- **Excerpted passage**
Why Coca-Cola isn’t Fizzling Out
Ryan is a member of The Motley Fool Blog Network -- entries represent the personal opinion of the blogger and are not formally edited.
The Coca-Cola brand is one of the most globally recognized trademarks in the world. According to a recent statistic released by Steel Media, the red and white Coca-Cola logo is recognized by 94% of the world’s population. 3.1% of all the beverages consumed around the world are Coke products, with 1.7 billion trademarked drinks being consumed a day. According to BrandZ Top 100, The Coca-Cola brand is worth $74 billion, more than Budweiser, Pepsi, Starbucks, and Red Bull combined. There is no denying that Coke has been engraved in the fiber and history of the world, and that their revenues make it the 84th largest economy in the world, just edging out Costa Rica. As The Coca-Cola Company (NYSE: KO) approaches a historical resistance line, will it just fizzle out, or pop to new all-time highs?

Fundamentals Not On a Sugar High
In 2009, The Coca-Cola Company reported earnings per share of $2.93. In 2014, the average analyst consensus believes Coke’s earnings per share will reach $4.73. That represents an increase of 61.43% over just 5 short years. Based on these statistics, The Coca-Cola Company’s compound annual growth rate (CAGR) is 10.05%, an outstanding figure for a company currently worth $177.35 billion. They take a wild ride in the beginning years of this timeline as earnings suddenly accelerate, and then decelerate, yet over the five years, earnings per share do end higher.
Currently, The Coca-Cola Company pays out an annual dividend of $2.04, which at the current price of $78.79, puts its dividend as yielding 2.59%. Coca-Cola’s dividend is up from 2011’s annual dividend of $1.88, and is further expected to grow. By 2014, the street projects Coke’s dividend to be $2.44. This displays 19.61% dividend growth over two years, a sizable figure. The company’s dividend has increased every year since 1962, and this trend will not be broken any time soon. All in all, Coca-Cola has moderate growth headed in the right direction over the long-term, as well as a substantial dividend that has been raised every year since 1962.
The chart below displays The Coca-Cola Company’s sales, operating profit, net income, net margin, operating margin, earnings per share, dividend, and rate of dividend (the percentage of net income that is paid out in the dividend) over the coming years.

- **Dataset content**

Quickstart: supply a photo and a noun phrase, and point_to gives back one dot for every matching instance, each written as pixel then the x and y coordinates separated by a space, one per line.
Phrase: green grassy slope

- **Exercise instructions**
Copy the Coca-Cola article between "Why Coca-Cola isn’t" and "not formally edited.", inclusive, putting "writer" in place of "blogger".

- **Solution to the exercise**
Why Coca-Cola isn’t Fizzling Out
Ryan is a member of The Motley Fool Blog Network -- entries represent the personal opinion of the writer and are not formally edited.